**EXTRACT:**

The condensed consolidated financial statements are presented in U.S. dollar equivalents. At March 31, 2007 and December 31, 2006, the Company’s credit swap activities were conducted in U.S. dollars and euros.

Certain prior year amounts have been reclassified to conform to current year presentation.

2.    Recent Accounting Pronouncements

In April 2006, the FASB issued FASB Staff Position FIN 46(R)-6, Determining the Variability to Be Considered in Applying FASB Interpretation No. 46(R) (‘‘FSP FIN 46(R)-6’’). FSP FIN 46(R)-6 addresses how variability should be considered when applying FIN 46(R). Variability affects the determination of whether an entity is a variable interest entity (VIE), which interests are variable interests, and which party, if any, is the primary beneficiary of the VIE required to consolidate. FSP FIN 46(R)-6 clarifies that the design of the entity also should be considered when identifying which interests are variable interests. The Company adopted FSP FIN 46(R)-6 during the third quarter of 2006 and applied it prospectively to all entities in which the Company first became involved with. The adoption of FSP FIN 46(R)-6 did not have a material effect on the Company’s consolidated financial statements.

In June 2006, the FASB issued Interpretation No. 48, Accounting for Uncertainty in Income Taxes-an interpretation of FASB Statement No. 109 (FIN 48). FIN 48 prescribes a recognition threshold and measurement attributes for the financial statement recognition and measurement of a tax position taken or expected to be taken in a tax return. FIN 48 also provides guidance on derecognition, classification, interest and penalties, accounting in interim periods, disclosure and transition. FIN 48 is effective for fiscal years beginning after December 15, 2006. Effective January 1, 2007, the Company adopted FIN 48. The adoption did not have a material effect on the Company’s consolidated financial statements. See note 10 for further discussion.

In September 2006, the FASB issued SFAS No. 157, Fair Value Measurements (SFAS No. 157). SFAS No. 157 defines fair value, establishes a framework for measuring fair value in GAAP, and expands disclosures about fair value measurements. SFAS No. 157 is effective for fiscal years beginning after November 15, 2007. The Company is currently evaluating the impact that adoption of SFAS No. 157 will have on its consolidated financial statements.

**TASKS TO PERFORM:**
**A)** According to the extract, on what date did the Company adopt FIN 48?
**B)** Summarize the extract in two sentences.
**C)** Reproduce the stretch of the extract from "In September 2006, the" through "its consolidated financial statements.".
Answer using only the extract.

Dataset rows
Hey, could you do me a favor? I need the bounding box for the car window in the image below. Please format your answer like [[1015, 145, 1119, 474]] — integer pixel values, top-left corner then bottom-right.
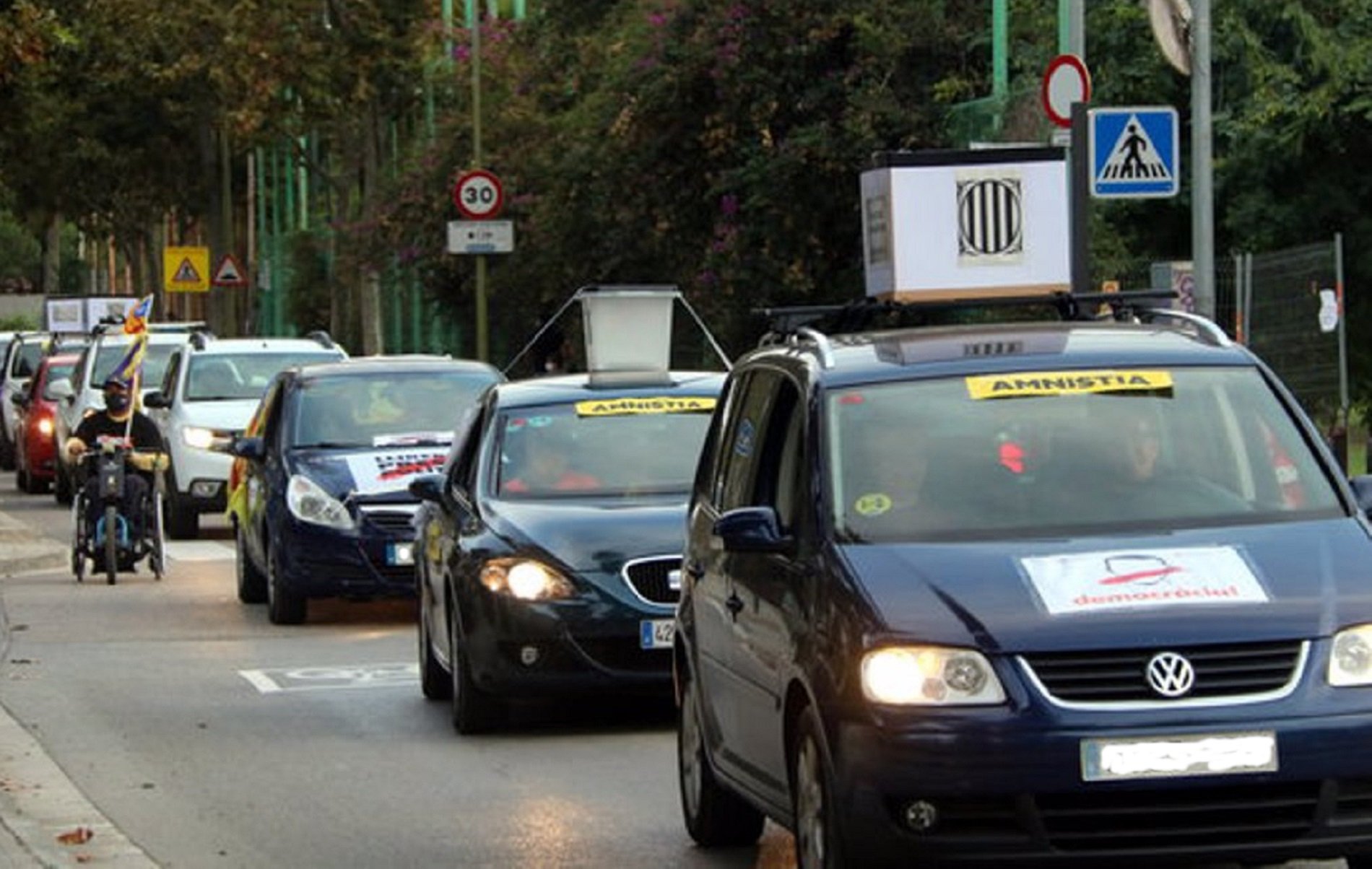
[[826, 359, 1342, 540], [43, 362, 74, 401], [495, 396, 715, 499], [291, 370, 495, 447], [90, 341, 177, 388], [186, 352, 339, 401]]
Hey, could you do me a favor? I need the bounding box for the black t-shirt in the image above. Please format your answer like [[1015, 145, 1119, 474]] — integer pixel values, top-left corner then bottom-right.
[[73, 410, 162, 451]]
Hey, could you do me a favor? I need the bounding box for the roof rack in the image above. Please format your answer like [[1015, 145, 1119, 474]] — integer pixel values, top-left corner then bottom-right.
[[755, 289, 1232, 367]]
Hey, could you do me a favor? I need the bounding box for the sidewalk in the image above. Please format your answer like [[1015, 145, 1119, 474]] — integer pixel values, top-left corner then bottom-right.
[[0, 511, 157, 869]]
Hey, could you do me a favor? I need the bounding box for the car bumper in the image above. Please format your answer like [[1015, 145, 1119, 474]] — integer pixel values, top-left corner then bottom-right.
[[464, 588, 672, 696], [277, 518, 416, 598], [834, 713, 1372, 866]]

==

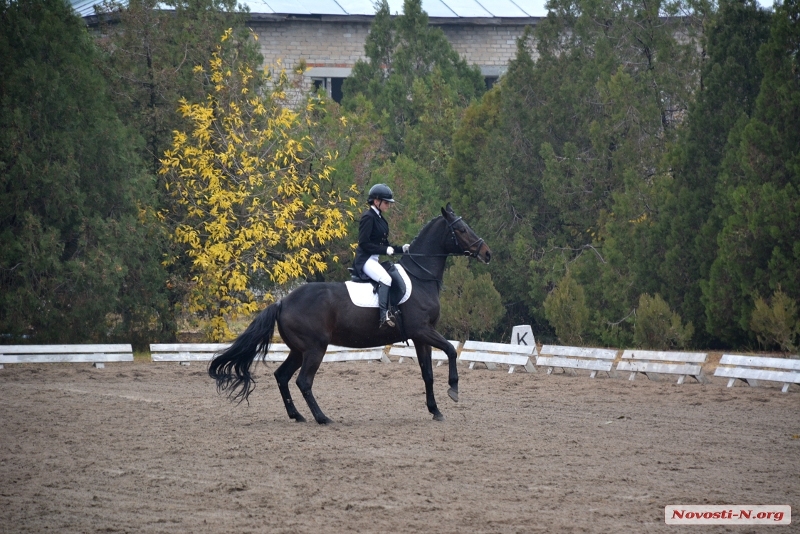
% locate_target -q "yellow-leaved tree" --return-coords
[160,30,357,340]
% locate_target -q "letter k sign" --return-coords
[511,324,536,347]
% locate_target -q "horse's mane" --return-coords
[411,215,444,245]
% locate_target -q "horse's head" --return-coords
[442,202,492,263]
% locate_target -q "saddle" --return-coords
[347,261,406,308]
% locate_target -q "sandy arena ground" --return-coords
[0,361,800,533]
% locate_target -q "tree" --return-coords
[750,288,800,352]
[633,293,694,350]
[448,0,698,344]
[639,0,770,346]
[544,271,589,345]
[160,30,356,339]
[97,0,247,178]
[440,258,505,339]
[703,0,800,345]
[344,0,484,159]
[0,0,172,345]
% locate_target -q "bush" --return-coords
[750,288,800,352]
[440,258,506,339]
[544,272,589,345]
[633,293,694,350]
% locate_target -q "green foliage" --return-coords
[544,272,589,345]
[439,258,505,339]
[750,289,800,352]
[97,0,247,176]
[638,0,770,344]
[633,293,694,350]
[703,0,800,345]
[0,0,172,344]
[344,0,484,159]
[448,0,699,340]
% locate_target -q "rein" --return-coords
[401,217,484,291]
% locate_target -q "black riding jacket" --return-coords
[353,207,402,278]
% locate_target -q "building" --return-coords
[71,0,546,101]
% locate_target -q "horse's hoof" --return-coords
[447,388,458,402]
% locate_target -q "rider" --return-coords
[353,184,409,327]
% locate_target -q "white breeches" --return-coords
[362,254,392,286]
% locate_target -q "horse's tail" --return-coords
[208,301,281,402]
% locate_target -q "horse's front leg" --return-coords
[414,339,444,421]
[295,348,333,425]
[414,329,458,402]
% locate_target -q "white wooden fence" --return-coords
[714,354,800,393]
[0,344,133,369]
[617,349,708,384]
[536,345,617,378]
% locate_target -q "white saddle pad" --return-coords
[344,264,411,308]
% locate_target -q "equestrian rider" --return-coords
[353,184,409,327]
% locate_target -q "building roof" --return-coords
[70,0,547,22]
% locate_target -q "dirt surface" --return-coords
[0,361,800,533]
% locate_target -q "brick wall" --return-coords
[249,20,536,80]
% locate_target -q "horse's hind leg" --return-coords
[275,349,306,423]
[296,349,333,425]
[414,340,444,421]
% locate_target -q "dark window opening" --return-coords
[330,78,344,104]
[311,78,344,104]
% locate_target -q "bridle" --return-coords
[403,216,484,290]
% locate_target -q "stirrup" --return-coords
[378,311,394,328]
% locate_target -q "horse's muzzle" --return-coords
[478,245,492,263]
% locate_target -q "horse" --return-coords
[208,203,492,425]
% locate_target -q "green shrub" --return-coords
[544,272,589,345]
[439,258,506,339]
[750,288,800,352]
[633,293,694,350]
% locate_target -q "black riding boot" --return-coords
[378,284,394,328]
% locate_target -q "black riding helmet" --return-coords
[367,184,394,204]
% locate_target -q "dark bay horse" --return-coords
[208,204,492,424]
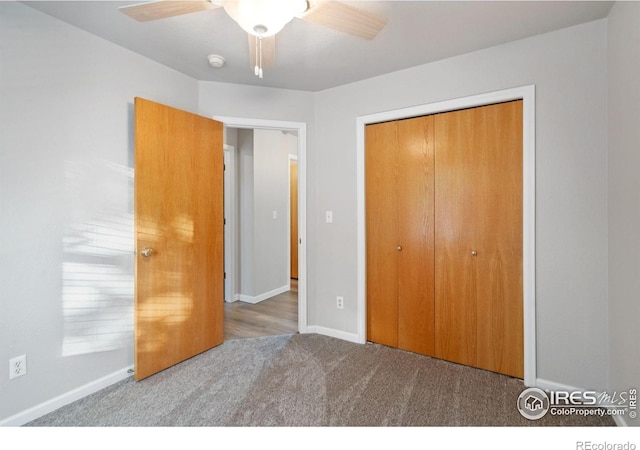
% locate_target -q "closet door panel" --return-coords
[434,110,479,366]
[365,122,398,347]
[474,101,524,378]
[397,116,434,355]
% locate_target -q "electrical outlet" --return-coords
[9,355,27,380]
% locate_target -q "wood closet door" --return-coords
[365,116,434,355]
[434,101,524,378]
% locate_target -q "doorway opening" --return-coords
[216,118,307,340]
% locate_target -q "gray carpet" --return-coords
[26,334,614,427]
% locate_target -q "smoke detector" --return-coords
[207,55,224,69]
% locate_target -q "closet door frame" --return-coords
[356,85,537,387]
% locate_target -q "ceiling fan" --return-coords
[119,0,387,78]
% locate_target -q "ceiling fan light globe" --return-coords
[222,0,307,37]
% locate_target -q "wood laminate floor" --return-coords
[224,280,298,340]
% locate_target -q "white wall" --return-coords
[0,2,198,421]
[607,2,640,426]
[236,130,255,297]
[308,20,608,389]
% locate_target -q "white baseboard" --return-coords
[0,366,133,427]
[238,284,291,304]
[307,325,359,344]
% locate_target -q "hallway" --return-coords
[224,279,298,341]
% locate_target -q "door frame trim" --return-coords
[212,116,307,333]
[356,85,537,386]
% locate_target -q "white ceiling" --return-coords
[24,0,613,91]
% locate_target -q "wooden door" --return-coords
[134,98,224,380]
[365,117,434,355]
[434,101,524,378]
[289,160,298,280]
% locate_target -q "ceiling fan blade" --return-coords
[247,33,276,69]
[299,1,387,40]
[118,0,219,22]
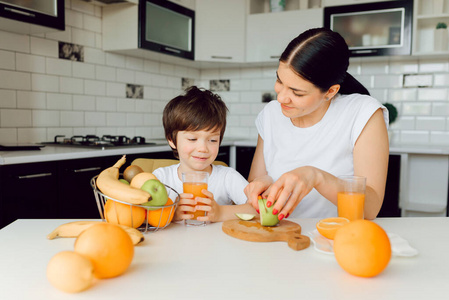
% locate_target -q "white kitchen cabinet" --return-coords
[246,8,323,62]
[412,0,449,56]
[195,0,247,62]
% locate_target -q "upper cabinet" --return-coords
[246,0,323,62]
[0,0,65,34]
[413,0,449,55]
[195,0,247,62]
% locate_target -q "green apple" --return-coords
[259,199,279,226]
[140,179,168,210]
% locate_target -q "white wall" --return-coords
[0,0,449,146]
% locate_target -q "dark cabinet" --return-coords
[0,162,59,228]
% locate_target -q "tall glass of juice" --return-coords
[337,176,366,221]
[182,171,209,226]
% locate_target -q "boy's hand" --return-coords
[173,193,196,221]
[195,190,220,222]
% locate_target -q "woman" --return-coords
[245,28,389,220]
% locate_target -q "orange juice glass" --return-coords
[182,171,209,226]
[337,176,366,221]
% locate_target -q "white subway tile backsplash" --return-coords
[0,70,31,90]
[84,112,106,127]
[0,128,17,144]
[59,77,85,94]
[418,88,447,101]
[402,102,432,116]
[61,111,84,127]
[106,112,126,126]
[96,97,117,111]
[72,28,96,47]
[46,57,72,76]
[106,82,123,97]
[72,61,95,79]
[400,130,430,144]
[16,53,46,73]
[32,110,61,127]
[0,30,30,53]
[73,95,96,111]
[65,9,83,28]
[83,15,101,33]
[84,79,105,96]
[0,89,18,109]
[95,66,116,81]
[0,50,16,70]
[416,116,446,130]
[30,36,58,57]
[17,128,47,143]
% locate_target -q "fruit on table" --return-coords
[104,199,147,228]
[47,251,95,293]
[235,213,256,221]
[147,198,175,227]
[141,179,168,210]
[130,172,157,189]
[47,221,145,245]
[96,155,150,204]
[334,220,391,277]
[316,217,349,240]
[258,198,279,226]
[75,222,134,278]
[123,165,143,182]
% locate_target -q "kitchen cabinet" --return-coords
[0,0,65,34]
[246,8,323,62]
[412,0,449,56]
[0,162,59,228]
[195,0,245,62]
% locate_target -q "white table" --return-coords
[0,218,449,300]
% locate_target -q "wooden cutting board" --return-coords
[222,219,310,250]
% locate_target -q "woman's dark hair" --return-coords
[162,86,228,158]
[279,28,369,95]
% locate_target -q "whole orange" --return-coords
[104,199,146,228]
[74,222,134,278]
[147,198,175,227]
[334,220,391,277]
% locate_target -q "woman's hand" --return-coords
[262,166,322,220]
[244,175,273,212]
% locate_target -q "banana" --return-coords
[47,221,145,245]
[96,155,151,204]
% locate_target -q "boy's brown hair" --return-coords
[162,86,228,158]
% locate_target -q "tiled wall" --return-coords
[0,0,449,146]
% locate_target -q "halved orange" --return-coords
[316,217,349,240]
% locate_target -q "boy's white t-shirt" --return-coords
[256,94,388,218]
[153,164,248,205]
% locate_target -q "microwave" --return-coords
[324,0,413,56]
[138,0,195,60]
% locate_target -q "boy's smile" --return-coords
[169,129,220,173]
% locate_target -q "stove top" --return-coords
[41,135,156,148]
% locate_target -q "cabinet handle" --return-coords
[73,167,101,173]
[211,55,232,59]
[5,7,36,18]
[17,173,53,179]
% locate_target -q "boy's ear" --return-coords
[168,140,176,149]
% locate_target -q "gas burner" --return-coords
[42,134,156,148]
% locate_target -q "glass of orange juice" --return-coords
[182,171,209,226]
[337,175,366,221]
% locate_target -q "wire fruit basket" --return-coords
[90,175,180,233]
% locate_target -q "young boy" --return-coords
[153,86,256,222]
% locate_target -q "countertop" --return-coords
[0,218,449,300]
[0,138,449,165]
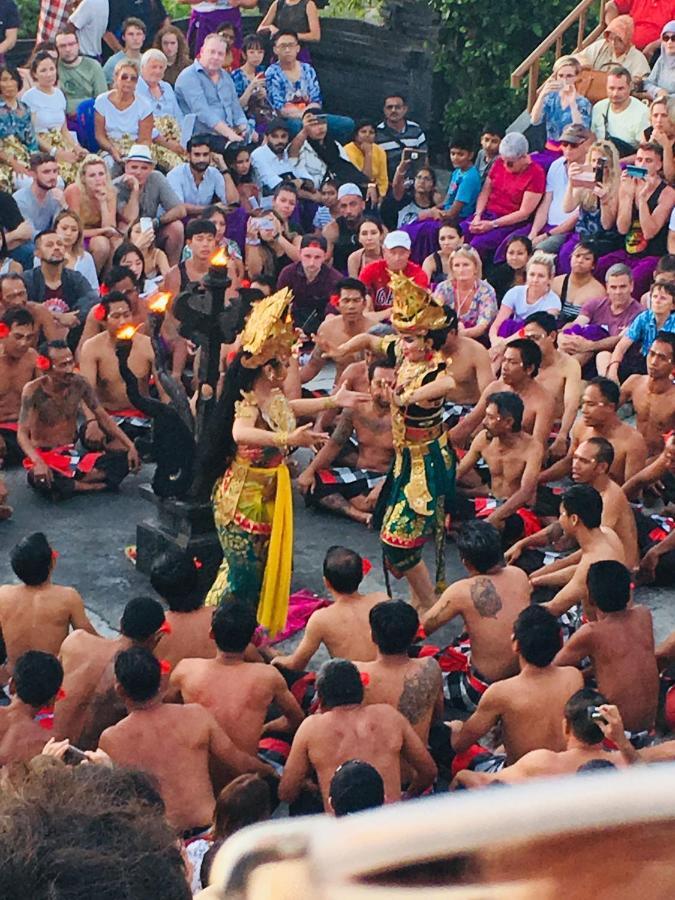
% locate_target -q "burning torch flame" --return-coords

...

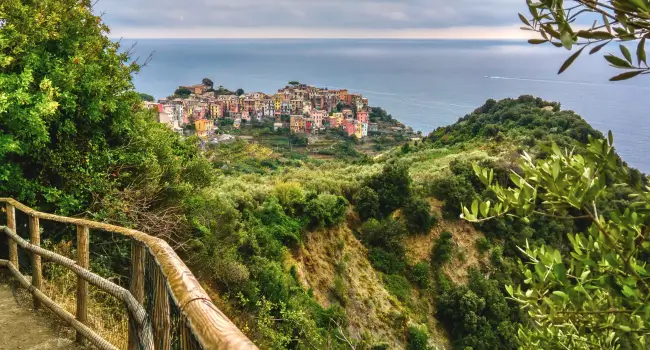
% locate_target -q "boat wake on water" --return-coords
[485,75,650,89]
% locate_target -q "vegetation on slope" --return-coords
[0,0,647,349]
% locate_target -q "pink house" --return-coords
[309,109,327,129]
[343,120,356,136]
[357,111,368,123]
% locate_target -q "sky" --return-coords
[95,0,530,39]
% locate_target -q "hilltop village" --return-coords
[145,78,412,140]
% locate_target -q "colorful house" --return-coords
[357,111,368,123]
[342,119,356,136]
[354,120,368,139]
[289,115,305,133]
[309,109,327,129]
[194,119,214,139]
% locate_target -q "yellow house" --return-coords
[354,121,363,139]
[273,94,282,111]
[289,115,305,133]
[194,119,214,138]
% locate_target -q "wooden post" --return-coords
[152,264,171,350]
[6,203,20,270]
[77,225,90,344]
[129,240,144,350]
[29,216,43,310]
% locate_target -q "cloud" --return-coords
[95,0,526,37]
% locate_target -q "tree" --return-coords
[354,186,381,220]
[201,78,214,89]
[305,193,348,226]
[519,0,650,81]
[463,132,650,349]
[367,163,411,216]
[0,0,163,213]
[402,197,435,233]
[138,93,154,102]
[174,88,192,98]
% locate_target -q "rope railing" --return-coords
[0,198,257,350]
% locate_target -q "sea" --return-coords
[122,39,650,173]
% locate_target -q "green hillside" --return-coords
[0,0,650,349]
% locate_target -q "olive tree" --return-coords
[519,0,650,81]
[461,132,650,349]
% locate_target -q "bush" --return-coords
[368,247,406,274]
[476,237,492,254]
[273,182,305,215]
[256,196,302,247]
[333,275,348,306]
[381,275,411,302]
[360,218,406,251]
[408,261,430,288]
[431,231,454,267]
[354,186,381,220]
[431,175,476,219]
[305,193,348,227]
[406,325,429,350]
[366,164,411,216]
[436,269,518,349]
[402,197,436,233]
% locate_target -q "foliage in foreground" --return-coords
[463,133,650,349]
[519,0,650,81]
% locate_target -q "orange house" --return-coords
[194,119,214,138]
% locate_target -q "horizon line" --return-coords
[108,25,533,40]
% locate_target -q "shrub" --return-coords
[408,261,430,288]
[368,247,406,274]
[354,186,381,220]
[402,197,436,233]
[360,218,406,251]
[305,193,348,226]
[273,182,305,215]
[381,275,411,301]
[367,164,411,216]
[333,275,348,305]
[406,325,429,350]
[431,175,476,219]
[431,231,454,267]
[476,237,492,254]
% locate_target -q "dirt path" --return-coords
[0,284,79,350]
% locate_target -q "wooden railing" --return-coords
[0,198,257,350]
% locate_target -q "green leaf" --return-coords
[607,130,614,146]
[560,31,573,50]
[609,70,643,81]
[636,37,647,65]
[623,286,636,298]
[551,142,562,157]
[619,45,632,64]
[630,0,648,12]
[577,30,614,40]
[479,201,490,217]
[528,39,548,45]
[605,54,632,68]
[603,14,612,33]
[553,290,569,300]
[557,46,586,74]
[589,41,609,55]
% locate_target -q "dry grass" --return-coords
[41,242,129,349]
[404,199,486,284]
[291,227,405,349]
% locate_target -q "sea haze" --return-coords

**SOLUTIONS TO EACH TASK:**
**A)** The Company adopted FIN 48 effective January 1, 2007.

**B)** The Company adopted FSP FIN 46(R)-6 in the third quarter of 2006 and FIN 48 effective January 1, 2007, and neither adoption had a material effect on its consolidated financial statements. It is still evaluating how adopting SFAS No. 157, which defines fair value and is effective for fiscal years beginning after November 15, 2007, will affect those statements.

**C)**
In September 2006, the FASB issued SFAS No. 157, Fair Value Measurements (SFAS No. 157). SFAS No. 157 defines fair value, establishes a framework for measuring fair value in GAAP, and expands disclosures about fair value measurements. SFAS No. 157 is effective for fiscal years beginning after November 15, 2007. The Company is currently evaluating the impact that adoption of SFAS No. 157 will have on its consolidated financial statements.